● **Given instruction**:
Repeat the lines below word for word, leaving out the pictures.

:: Task data ::

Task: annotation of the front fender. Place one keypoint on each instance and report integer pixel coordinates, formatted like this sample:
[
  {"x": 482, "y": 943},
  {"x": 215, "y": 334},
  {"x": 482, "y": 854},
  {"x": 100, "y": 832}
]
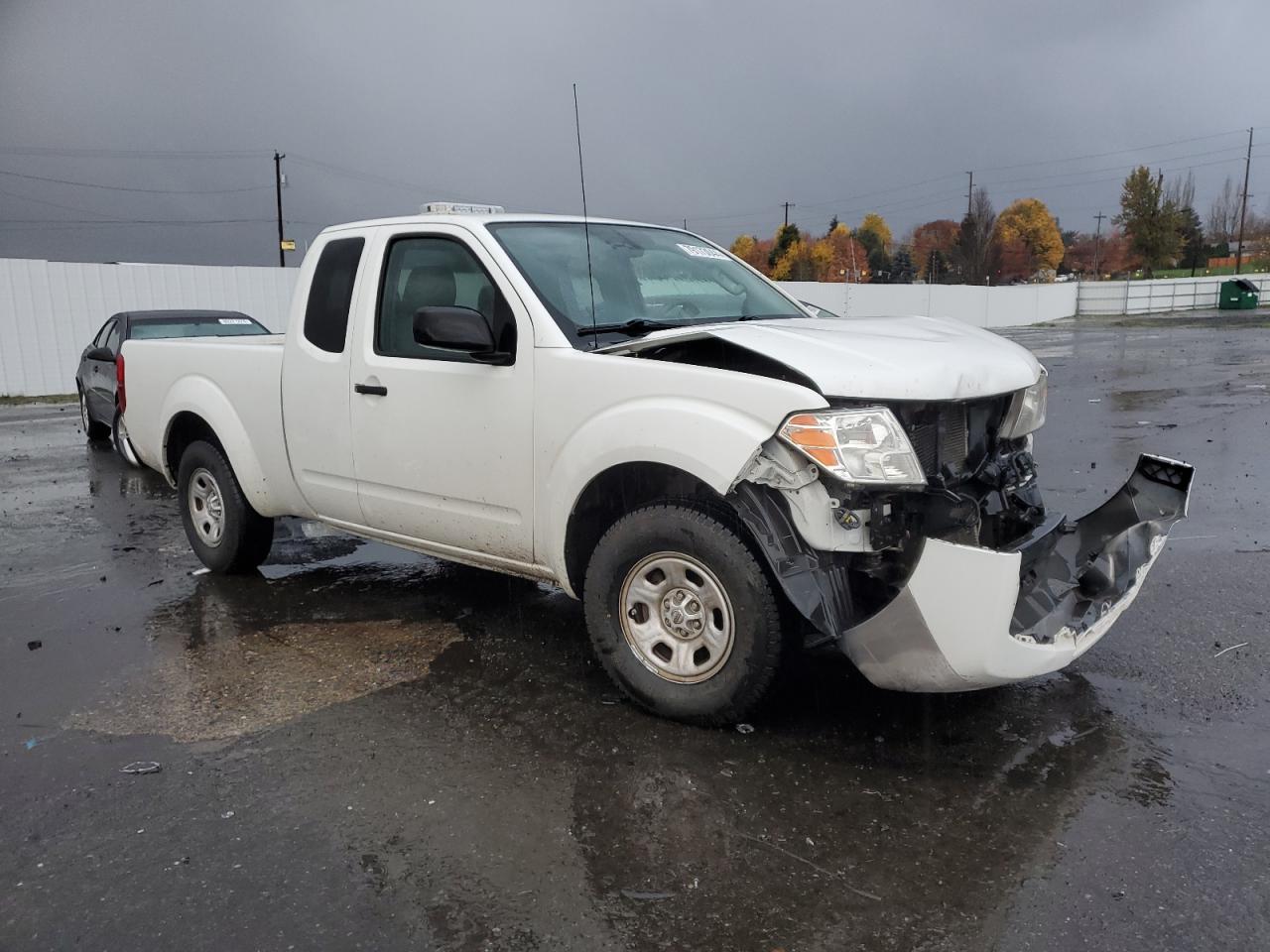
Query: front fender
[{"x": 699, "y": 436}]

:::

● **Task answer**:
Task: annotation of the front fender. Place one keypoint on each instance and report integer pixel coordinates, formatted like this sample:
[
  {"x": 482, "y": 943},
  {"x": 215, "y": 334},
  {"x": 482, "y": 854},
  {"x": 100, "y": 832}
]
Query: front fender
[{"x": 699, "y": 436}]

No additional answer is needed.